**Requirement**
How many lines in the items below contain the word "sofa"? Reply with the number alone.

#### Listing

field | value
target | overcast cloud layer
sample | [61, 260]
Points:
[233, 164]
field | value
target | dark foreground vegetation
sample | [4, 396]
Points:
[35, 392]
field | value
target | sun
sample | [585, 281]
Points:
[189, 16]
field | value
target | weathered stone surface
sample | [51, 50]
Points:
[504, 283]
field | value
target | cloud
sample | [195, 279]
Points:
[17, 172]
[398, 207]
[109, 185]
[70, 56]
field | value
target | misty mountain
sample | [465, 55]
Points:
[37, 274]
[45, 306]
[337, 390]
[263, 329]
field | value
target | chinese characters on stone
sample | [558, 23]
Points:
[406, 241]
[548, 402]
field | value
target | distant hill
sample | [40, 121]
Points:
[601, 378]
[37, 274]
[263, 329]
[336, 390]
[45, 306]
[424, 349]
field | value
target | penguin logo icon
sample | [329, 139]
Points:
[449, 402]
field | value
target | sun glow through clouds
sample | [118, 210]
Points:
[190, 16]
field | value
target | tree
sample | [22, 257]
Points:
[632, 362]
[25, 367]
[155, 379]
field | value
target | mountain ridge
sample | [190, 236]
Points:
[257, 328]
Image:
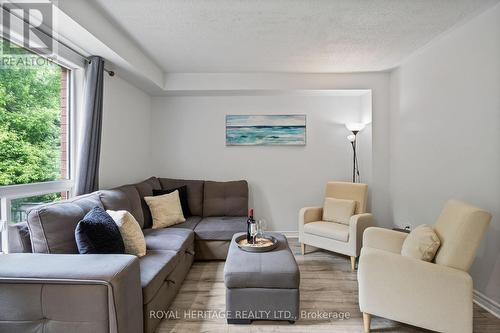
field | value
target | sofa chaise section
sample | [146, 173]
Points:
[218, 208]
[70, 293]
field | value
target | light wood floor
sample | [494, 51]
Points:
[327, 284]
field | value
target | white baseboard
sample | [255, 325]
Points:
[486, 303]
[290, 234]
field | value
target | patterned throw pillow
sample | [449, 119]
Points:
[97, 233]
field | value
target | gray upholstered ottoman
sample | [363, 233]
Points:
[261, 286]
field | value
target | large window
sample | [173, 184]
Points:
[34, 133]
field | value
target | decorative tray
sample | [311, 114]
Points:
[264, 243]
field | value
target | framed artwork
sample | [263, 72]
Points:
[266, 130]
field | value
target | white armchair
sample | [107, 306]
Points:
[332, 236]
[435, 296]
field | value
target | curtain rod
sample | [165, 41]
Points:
[110, 72]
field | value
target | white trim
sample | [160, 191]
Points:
[289, 234]
[486, 303]
[4, 224]
[29, 190]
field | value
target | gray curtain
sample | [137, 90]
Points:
[90, 147]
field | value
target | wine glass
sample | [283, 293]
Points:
[261, 225]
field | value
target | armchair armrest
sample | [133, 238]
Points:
[413, 291]
[384, 239]
[309, 214]
[357, 225]
[96, 292]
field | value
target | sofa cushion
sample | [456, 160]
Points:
[182, 197]
[225, 198]
[19, 238]
[190, 223]
[131, 232]
[220, 228]
[194, 192]
[166, 209]
[52, 226]
[155, 266]
[333, 230]
[145, 189]
[97, 233]
[174, 239]
[126, 198]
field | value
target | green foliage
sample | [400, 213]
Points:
[29, 123]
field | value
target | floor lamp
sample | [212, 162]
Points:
[355, 128]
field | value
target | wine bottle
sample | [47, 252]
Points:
[250, 227]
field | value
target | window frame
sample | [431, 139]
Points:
[12, 192]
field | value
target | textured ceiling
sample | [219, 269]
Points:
[321, 36]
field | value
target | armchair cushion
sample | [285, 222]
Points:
[338, 210]
[416, 292]
[422, 243]
[384, 239]
[333, 230]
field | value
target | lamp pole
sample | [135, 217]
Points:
[354, 128]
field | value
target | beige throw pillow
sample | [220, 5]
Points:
[338, 210]
[131, 232]
[166, 209]
[422, 243]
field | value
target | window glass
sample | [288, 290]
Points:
[19, 207]
[33, 121]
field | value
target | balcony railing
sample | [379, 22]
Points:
[10, 193]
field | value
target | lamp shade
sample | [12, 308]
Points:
[355, 127]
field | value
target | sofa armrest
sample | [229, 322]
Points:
[413, 291]
[309, 214]
[59, 288]
[384, 239]
[357, 225]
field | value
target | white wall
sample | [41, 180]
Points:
[445, 128]
[126, 139]
[189, 141]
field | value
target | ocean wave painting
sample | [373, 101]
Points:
[265, 130]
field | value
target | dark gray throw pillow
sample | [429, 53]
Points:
[182, 196]
[97, 233]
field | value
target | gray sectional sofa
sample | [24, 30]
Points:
[68, 292]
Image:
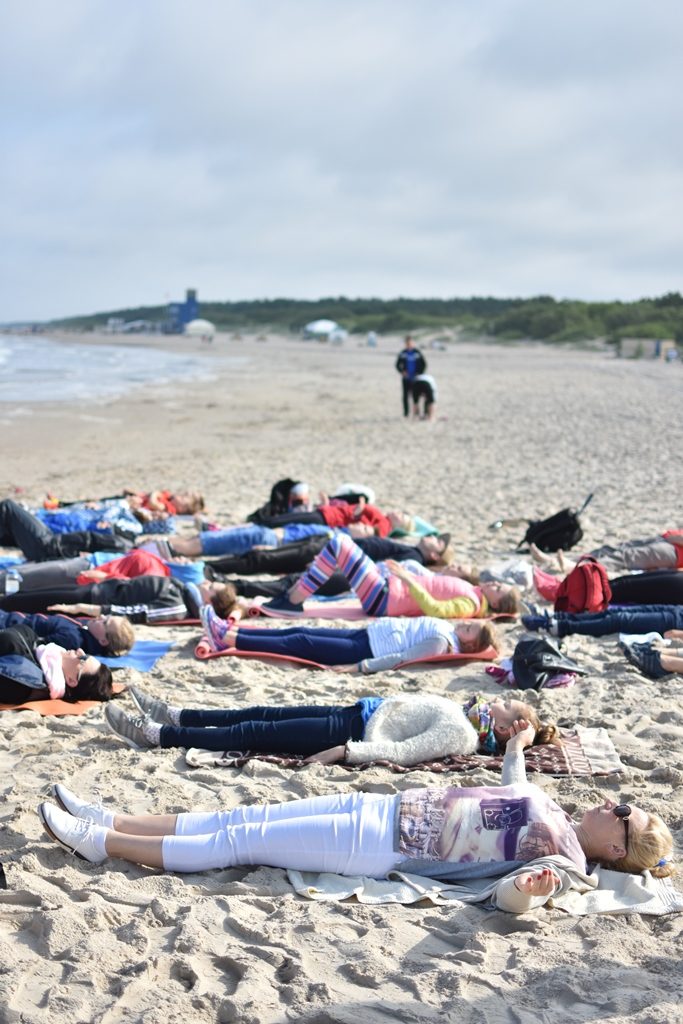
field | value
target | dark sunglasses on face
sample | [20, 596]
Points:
[623, 811]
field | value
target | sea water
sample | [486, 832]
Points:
[35, 368]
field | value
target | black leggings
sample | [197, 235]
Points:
[19, 528]
[657, 587]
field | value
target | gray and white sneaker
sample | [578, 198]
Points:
[94, 813]
[128, 729]
[81, 838]
[155, 710]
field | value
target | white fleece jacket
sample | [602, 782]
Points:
[412, 728]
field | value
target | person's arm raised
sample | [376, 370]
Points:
[514, 769]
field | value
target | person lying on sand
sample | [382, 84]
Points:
[111, 635]
[339, 514]
[19, 528]
[657, 657]
[512, 834]
[381, 645]
[240, 540]
[337, 584]
[401, 594]
[631, 619]
[663, 552]
[31, 670]
[432, 550]
[151, 599]
[406, 729]
[655, 587]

########

**Solution to the problem**
4